#### Work instructions:
Repeat word for word everything from the line containing "Task: give one point on each instance of the baby's hand" to the end of the listing, first and last lines included, and only that.

━━ Data listing

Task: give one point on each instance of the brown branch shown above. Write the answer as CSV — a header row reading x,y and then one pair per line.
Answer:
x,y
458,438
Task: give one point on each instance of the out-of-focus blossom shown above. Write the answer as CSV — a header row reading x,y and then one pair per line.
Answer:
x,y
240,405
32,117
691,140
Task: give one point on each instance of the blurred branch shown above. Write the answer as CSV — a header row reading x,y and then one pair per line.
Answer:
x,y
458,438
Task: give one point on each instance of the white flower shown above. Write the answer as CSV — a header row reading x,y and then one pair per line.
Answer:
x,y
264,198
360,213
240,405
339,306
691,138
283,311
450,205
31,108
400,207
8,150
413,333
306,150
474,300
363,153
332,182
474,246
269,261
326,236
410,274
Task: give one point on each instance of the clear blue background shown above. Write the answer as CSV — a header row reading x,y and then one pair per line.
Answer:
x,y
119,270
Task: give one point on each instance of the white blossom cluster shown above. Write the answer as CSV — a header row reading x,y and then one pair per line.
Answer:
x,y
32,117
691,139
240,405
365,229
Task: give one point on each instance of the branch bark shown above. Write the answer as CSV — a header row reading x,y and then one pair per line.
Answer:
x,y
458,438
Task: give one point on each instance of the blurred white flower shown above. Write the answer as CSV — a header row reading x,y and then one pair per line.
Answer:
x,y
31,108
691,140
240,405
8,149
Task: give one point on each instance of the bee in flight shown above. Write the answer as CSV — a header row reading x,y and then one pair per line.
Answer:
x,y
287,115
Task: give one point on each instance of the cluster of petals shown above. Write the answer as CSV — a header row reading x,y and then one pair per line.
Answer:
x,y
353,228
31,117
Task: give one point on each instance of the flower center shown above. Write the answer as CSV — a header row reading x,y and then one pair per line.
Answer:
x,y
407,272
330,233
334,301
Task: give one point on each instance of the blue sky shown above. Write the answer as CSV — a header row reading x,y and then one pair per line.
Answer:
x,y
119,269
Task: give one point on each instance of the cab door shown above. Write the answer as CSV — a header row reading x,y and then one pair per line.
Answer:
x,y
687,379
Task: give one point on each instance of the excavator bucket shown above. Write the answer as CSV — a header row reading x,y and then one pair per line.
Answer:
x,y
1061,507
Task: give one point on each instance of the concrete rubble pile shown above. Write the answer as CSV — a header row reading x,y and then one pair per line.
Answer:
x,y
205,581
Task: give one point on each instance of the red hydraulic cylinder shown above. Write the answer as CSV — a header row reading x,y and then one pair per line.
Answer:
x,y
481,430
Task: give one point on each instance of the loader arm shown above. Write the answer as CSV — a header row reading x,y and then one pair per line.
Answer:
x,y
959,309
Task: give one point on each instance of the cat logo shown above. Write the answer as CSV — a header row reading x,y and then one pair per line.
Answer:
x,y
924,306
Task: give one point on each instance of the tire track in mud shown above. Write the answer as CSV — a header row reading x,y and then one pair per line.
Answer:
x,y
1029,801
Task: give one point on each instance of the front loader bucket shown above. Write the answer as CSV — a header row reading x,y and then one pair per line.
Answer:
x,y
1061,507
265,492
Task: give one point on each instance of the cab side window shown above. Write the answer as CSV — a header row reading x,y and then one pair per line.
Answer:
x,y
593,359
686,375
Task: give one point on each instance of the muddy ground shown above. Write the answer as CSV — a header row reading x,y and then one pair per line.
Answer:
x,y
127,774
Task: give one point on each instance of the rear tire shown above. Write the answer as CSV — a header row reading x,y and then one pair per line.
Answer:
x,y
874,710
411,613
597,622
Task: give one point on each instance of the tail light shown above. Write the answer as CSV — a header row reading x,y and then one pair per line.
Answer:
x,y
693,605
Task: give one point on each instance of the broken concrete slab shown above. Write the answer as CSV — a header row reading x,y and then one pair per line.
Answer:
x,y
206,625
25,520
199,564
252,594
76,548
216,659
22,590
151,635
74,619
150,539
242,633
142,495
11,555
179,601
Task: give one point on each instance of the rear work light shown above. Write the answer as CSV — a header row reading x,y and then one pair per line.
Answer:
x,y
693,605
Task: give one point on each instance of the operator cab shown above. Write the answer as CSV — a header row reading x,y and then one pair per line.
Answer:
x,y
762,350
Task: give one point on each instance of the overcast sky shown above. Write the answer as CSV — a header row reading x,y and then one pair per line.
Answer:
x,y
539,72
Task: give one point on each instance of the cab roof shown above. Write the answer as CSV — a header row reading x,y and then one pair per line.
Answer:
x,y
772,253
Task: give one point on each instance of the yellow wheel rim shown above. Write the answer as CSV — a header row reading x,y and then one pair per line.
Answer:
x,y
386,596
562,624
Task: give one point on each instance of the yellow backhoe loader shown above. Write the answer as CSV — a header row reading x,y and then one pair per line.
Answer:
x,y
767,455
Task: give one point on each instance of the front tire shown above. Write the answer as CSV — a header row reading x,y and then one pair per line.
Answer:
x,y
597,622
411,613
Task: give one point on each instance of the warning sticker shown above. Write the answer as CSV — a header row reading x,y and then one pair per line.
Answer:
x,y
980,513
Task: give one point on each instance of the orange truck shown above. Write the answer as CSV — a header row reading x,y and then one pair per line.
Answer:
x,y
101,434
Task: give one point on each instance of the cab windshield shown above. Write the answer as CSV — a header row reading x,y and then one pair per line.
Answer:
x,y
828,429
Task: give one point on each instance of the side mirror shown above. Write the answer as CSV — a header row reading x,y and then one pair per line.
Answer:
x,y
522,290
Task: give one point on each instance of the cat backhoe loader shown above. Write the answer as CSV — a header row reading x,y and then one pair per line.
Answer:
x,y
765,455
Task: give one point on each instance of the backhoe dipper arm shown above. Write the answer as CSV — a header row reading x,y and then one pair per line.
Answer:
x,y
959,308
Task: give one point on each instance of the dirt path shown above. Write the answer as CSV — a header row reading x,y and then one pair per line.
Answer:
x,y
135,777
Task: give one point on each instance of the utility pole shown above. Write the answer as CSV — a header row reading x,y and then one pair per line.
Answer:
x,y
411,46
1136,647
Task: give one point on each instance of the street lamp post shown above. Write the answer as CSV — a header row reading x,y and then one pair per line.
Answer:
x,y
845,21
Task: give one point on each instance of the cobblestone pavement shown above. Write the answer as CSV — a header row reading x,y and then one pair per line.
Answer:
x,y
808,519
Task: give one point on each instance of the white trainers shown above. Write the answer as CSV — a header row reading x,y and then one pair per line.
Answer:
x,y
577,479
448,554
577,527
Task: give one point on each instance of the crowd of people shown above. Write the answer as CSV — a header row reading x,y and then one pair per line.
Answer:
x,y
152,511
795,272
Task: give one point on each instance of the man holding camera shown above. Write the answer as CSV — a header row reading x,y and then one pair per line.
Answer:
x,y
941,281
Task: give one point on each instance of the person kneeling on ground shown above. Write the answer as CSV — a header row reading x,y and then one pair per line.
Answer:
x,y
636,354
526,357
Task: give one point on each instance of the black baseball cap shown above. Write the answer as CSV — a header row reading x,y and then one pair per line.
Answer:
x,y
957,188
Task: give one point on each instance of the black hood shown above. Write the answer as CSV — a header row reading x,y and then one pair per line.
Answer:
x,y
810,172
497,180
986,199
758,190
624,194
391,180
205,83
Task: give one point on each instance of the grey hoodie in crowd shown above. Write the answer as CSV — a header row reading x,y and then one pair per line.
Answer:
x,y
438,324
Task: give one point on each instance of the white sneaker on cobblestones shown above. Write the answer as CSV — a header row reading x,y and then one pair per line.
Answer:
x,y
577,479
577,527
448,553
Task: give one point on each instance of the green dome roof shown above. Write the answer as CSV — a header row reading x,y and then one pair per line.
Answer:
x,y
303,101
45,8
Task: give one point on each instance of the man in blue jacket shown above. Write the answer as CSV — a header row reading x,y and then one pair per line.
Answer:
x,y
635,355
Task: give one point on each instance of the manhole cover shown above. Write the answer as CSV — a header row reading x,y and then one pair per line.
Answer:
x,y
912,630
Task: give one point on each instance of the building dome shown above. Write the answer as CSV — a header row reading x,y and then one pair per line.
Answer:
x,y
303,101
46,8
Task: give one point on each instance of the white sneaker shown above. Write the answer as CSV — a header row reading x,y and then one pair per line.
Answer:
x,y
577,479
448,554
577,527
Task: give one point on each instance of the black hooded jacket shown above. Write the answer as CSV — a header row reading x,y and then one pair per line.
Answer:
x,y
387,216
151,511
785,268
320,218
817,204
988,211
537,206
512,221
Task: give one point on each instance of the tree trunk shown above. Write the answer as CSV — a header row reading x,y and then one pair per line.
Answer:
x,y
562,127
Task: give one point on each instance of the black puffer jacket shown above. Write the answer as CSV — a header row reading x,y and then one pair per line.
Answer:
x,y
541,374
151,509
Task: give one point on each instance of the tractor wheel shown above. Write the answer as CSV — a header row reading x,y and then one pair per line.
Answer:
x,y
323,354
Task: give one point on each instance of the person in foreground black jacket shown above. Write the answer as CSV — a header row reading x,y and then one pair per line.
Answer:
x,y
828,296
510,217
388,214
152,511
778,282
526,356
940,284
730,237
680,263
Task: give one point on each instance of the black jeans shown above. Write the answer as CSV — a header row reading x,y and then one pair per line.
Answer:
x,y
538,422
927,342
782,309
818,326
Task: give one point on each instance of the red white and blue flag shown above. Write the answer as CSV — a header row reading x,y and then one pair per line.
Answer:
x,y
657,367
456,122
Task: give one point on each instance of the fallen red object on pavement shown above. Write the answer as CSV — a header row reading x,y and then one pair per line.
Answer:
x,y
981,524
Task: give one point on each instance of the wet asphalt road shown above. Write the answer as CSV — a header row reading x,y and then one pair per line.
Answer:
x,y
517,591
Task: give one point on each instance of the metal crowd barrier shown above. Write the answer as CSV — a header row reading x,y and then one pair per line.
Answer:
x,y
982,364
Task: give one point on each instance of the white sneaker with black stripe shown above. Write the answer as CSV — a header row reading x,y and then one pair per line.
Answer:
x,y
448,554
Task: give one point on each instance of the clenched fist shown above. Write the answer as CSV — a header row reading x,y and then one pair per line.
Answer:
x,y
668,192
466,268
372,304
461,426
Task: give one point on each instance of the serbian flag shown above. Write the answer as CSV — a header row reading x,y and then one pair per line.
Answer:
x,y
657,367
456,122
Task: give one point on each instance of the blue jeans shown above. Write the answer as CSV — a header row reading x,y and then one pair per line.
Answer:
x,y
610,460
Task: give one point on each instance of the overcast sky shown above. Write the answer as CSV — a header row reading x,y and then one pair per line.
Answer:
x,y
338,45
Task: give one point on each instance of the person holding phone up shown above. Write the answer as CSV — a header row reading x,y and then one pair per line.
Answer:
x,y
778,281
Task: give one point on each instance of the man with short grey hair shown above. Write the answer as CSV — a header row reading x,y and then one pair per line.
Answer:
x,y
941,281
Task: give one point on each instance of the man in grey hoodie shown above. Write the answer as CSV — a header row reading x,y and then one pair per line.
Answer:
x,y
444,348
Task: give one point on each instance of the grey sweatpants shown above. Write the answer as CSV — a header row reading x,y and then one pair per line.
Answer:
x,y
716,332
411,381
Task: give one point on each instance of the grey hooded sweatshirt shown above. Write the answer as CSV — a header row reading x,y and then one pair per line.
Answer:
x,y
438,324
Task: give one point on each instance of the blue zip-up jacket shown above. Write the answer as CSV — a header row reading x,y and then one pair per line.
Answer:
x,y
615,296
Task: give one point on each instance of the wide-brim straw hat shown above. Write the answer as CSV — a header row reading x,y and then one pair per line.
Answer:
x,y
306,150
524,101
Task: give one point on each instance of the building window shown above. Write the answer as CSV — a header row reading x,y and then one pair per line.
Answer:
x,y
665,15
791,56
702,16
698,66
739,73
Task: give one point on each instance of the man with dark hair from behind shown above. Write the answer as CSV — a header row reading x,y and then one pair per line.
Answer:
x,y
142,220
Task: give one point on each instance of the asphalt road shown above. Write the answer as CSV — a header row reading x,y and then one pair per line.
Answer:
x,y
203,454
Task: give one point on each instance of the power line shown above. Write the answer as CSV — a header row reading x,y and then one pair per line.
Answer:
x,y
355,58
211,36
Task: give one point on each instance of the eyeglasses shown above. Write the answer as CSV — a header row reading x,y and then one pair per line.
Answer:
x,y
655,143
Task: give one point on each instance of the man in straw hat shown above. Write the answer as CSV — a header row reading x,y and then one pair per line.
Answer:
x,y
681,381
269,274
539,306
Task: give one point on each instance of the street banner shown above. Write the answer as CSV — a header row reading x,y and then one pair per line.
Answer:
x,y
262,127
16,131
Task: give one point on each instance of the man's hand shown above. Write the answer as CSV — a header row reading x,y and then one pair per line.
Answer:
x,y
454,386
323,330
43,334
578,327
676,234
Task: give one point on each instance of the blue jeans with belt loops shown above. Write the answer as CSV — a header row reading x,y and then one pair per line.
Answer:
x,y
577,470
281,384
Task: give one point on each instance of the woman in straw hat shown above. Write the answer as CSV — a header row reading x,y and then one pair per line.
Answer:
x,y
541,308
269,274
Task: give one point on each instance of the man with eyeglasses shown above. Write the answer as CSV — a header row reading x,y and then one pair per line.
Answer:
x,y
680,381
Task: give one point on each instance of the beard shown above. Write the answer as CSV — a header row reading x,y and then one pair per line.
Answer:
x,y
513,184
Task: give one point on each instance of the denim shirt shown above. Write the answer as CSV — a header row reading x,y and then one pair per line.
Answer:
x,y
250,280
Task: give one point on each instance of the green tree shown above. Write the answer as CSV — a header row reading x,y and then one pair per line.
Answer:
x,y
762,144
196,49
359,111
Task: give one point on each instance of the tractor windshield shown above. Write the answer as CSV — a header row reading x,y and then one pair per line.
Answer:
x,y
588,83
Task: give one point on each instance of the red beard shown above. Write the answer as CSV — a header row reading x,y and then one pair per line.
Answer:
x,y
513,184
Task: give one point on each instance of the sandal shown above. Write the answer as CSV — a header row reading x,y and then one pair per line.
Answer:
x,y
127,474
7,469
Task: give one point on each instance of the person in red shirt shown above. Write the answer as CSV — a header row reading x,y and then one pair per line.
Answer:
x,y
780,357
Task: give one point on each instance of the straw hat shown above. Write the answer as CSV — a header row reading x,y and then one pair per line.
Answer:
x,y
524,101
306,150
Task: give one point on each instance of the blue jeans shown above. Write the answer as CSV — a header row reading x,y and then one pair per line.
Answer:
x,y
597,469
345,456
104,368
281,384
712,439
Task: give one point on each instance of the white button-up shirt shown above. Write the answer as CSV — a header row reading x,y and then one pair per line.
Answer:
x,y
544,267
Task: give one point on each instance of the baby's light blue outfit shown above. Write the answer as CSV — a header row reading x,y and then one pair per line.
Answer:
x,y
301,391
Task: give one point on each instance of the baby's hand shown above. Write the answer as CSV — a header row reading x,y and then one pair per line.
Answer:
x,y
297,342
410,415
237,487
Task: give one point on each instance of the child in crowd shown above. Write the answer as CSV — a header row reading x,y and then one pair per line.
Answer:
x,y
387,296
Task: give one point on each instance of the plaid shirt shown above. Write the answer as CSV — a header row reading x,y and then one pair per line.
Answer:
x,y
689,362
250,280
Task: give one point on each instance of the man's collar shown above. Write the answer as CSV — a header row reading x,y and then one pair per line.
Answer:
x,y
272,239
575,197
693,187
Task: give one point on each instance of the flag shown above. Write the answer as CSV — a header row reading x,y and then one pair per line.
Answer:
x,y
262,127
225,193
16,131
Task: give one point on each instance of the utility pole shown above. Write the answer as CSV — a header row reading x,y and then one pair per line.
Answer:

━━━━

#### Output:
Task: give one point on each instance of the baby's hand shown above. Write the answer as CSV — a header row reading x,y and then one pair per line.
Answer:
x,y
297,342
410,415
237,487
Task: give one point on each instance of the child in crowd shown above. Write the answer as CSV — a header row reading x,y and then one pair per line.
Answer:
x,y
387,296
Task: give one point on each instance of the plaid shirt shown above. Write the answer as CSV — a header row reading x,y and then one pair per line.
Answer:
x,y
689,362
250,280
Task: give one point on each instance of the man's collar shown above. Write the answer as CSV — a header row reading x,y and then one pair per line.
Answer:
x,y
272,239
575,197
693,187
Task: give one point on each instance of the flag shown above. Write the answer as CSV — a header row reading x,y and then one pair per line.
Answer:
x,y
262,127
225,193
16,131
Task: give one point on each instance of the utility pole shown above. Write the answer as CSV — a header row reading x,y and then one pair per line.
Answer:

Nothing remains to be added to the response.